The “one-time, per-head” payment would be $150 per head payments, which is not the full drop in value Feb. 21 to April 3. (North Dakota Agriculture Commissioner Doug Goehring, separately, had proposed a payment based on Jan. 15 cattle inventories, and suggested payments at different weights, but Hoeven urged the two proposals to unify.)
A $250,000 cap per producer would be established, regardless of the size of the operation.
Zero relief for packers. “The packing segment of the cattle industry has not suffered a loss due to the pandemic” and the group is “firmly opposed to any relief funding being distributed to this segment,” Ellingson said. Similarly, the Stockmen's Association wants zero relief for non-U.S. citizens, or anyone who “may feed or pasture here, for example,” but Ellingson couldn't say if that prohibition already exists in other areas of federal statute.
The system should allow amplified, quick distribution but should prevent people from “changing configurations” simply to fit the relief program.
........
Using the information:
[A] Print the stretch of the cattle relief text from "A $250,000 cap" through "the relief program.".
[B] Condense the paragraph of the cattle relief text that begins "Zero relief for packers" into a short bulleted list that keeps its main facts.

Source information:
........
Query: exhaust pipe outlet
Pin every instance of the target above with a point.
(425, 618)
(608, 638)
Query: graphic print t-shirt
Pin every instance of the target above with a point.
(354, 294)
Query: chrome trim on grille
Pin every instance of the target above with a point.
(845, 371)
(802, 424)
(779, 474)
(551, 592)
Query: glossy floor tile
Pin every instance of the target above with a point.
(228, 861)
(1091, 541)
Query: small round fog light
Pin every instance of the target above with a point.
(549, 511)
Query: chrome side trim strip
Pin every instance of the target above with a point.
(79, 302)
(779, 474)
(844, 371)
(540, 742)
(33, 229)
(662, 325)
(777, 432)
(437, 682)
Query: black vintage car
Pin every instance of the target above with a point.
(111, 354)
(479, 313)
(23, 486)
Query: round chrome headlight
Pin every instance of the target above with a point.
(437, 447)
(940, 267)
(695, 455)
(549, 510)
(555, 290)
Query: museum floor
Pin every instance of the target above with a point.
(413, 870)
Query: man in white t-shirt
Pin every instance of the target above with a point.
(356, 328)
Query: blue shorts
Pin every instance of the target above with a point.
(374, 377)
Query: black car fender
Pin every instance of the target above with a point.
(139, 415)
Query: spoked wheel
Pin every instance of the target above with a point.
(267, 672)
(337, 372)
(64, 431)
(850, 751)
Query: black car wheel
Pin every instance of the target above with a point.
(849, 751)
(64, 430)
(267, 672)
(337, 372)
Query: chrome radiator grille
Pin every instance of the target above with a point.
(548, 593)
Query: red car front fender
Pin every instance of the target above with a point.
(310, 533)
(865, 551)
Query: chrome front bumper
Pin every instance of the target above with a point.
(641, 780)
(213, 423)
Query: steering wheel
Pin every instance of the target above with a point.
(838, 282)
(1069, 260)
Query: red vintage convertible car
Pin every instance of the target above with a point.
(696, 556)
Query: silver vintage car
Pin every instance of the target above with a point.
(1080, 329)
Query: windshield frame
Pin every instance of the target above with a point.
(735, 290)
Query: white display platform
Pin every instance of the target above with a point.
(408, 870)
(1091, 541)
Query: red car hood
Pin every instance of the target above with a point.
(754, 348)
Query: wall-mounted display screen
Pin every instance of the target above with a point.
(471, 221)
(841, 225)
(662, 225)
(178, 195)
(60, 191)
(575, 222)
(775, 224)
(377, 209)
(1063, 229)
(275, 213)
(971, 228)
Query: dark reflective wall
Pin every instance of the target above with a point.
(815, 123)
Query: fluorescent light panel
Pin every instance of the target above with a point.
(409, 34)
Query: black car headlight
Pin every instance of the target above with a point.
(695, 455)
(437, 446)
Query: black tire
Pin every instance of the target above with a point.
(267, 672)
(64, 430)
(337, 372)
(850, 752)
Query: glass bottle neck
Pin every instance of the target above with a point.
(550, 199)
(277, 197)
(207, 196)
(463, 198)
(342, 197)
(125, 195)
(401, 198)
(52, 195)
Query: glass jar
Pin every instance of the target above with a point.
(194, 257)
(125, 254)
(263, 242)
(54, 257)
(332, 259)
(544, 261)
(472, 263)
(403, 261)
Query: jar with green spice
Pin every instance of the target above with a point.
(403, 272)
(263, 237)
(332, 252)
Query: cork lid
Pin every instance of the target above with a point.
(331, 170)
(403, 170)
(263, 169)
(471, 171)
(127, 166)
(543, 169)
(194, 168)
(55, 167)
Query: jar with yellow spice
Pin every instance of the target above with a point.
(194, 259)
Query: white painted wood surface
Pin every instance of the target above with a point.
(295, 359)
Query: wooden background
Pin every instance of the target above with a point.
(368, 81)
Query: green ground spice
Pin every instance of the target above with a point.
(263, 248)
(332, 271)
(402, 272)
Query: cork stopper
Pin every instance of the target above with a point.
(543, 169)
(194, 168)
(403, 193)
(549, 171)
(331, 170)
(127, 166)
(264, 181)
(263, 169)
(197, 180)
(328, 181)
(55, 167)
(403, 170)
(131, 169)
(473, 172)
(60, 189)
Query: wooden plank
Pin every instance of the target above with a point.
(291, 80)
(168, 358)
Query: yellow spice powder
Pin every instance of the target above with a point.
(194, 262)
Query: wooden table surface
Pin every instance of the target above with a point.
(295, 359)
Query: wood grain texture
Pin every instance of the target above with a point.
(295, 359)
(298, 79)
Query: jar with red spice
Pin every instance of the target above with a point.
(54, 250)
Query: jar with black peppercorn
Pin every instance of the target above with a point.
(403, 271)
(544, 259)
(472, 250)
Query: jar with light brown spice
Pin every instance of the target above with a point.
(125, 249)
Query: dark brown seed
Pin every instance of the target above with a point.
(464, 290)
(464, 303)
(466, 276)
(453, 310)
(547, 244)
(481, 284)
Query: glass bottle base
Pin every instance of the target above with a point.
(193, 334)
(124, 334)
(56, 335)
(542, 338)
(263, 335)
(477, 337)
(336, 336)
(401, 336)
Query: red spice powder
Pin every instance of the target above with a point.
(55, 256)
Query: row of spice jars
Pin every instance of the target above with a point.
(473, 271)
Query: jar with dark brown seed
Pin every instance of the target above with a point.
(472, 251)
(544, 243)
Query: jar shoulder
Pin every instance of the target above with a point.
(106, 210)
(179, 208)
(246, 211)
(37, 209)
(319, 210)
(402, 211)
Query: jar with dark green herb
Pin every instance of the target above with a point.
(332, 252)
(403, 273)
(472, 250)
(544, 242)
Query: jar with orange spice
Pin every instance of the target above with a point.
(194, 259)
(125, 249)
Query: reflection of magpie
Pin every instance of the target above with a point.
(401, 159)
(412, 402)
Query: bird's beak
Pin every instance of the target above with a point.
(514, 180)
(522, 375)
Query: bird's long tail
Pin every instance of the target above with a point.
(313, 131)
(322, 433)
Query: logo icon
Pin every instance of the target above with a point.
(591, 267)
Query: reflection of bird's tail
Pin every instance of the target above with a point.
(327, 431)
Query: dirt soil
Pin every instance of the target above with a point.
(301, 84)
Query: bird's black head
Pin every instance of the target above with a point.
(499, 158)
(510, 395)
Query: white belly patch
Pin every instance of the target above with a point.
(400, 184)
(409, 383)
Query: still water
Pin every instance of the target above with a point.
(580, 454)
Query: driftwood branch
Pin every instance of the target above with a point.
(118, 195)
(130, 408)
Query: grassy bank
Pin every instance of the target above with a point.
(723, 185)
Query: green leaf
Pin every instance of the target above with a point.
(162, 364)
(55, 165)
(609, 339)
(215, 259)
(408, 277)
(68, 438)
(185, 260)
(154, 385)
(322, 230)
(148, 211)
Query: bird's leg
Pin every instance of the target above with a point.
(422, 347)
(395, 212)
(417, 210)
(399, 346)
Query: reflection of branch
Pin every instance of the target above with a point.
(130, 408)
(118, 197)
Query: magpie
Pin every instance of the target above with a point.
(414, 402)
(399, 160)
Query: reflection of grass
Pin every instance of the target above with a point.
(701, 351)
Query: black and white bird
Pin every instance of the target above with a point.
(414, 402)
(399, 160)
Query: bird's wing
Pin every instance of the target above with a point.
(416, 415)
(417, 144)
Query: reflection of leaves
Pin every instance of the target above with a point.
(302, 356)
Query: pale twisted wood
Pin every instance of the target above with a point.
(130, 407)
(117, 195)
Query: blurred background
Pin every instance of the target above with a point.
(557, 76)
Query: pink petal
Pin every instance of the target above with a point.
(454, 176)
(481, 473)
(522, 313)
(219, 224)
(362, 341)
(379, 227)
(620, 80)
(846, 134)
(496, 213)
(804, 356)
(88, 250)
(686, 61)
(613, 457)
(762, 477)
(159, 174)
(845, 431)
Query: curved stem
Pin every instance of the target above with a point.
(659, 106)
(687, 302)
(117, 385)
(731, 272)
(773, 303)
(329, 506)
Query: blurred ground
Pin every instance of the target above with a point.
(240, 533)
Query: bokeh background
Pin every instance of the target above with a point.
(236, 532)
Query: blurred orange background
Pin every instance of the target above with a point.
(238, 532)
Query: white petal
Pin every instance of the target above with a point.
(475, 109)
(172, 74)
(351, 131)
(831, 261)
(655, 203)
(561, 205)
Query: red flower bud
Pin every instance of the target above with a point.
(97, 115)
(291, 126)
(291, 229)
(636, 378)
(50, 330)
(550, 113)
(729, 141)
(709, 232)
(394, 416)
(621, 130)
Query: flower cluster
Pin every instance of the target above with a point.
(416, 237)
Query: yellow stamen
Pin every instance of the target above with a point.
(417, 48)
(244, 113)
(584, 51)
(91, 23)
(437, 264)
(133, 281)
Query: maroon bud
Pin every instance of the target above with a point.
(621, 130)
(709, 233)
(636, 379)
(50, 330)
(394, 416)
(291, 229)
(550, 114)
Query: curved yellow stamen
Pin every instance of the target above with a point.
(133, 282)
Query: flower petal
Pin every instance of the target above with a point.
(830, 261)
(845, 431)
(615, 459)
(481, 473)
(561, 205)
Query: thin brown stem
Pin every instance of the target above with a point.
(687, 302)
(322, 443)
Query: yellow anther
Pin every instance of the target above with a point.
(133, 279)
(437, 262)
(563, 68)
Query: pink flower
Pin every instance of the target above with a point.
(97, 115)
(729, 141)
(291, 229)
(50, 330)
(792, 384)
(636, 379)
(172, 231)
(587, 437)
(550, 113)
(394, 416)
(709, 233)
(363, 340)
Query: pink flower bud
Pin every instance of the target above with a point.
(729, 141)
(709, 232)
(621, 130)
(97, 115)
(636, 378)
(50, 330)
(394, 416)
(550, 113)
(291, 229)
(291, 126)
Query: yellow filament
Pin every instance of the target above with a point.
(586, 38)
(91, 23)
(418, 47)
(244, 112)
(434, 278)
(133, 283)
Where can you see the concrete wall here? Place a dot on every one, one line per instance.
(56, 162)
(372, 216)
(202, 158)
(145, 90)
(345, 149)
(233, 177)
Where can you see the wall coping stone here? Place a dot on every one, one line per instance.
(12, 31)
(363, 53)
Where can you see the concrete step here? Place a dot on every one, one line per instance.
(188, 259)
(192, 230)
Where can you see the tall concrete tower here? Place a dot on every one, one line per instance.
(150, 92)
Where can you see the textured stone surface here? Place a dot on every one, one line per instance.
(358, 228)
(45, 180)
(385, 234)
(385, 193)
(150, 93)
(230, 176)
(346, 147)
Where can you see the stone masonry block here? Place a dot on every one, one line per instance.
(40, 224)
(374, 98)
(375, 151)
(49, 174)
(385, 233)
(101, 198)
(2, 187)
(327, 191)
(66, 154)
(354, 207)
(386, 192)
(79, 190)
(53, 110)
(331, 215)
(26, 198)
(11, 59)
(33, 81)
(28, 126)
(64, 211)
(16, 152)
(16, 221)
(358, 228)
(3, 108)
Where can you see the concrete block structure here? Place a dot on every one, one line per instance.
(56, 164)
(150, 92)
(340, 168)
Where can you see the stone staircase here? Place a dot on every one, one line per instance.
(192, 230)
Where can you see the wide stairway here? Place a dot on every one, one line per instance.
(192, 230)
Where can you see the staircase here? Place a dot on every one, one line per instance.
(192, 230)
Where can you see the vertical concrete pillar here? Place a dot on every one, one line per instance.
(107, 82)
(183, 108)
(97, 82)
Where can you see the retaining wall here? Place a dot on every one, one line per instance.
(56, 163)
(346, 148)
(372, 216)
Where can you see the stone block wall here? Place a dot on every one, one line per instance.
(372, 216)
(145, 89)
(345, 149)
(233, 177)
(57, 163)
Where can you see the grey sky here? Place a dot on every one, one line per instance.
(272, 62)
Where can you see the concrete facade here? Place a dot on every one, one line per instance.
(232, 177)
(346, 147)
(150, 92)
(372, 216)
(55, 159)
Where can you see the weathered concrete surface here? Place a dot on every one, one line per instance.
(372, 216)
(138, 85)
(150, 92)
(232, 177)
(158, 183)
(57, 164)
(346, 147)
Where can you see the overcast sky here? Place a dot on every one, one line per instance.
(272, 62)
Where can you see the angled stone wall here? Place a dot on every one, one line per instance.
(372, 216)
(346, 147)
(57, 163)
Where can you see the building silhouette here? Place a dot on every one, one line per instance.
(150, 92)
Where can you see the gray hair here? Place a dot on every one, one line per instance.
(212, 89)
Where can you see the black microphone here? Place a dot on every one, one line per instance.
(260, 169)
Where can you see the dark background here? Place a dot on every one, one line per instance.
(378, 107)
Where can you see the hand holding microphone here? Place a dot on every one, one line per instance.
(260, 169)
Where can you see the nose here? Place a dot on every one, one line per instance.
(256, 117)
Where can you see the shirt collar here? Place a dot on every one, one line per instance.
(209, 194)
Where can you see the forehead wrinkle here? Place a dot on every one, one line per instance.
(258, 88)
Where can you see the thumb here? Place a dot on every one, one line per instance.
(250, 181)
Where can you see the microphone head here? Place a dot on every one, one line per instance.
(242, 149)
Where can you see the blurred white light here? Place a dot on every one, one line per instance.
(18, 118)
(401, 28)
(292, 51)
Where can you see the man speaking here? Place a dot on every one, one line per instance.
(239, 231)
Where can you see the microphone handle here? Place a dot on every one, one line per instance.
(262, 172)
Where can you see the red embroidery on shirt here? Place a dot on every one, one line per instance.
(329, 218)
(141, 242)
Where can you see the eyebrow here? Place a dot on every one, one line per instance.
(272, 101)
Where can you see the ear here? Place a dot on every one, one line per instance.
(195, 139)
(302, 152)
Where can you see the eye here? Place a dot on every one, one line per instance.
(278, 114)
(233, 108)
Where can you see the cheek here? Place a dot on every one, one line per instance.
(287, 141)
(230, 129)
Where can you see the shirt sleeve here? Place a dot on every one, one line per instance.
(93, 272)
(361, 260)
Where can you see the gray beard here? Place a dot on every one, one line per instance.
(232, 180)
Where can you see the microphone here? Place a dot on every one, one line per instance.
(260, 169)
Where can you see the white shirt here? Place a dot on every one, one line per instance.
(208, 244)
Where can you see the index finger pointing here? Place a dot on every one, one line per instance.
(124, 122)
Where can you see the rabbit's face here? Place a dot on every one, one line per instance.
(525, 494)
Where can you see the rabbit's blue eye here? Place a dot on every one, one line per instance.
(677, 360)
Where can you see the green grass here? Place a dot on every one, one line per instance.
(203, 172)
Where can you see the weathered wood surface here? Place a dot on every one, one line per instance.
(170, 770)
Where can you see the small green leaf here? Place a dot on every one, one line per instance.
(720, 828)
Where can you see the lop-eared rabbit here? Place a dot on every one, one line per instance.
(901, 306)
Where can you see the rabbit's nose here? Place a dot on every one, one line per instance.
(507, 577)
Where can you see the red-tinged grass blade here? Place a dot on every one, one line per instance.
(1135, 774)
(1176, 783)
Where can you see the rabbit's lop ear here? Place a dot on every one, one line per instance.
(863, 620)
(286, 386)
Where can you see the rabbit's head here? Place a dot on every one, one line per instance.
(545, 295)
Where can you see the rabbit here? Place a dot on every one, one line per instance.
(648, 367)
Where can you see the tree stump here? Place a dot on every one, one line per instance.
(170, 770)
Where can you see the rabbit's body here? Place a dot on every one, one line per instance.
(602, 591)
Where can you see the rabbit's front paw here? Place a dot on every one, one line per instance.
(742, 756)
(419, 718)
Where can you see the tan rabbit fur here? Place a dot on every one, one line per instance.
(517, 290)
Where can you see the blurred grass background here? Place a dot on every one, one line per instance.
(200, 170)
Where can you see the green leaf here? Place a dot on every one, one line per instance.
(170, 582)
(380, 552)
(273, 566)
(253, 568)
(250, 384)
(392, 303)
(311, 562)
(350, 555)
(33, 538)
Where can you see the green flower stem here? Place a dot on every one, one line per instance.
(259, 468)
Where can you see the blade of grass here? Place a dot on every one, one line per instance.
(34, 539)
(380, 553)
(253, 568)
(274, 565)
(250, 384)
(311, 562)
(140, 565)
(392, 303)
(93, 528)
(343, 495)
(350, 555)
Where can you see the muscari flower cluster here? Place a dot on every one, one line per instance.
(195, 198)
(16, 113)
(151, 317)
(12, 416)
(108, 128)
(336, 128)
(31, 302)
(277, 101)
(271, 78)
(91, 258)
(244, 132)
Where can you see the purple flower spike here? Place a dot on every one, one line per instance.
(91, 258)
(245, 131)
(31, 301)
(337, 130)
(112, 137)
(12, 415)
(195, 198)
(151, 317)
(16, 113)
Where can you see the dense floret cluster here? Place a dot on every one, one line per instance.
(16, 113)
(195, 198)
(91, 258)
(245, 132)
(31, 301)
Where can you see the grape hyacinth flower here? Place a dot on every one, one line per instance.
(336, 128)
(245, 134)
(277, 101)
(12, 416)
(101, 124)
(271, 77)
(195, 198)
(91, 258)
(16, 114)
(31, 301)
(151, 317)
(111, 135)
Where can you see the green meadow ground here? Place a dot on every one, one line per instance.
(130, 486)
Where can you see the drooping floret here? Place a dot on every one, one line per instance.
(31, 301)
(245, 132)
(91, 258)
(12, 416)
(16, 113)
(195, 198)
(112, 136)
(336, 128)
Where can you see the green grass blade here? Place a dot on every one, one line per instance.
........
Solutions to each task:
[A]
A $250,000 cap per producer would be established, regardless of the size of the operation.
Zero relief for packers. “The packing segment of the cattle industry has not suffered a loss due to the pandemic” and the group is “firmly opposed to any relief funding being distributed to this segment,” Ellingson said. Similarly, the Stockmen's Association wants zero relief for non-U.S. citizens, or anyone who “may feed or pasture here, for example,” but Ellingson couldn't say if that prohibition already exists in other areas of federal statute.
The system should allow amplified, quick distribution but should prevent people from “changing configurations” simply to fit the relief program.

[B]
- No relief for packers: according to Ellingson, the packing segment of the cattle industry has not suffered a loss due to the pandemic, and the group firmly opposes any relief funding for it.
- The Stockmen's Association also wants no relief for non-U.S. citizens or anyone who "may feed or pasture here."
- Ellingson couldn't say whether that prohibition already exists in other areas of federal statute.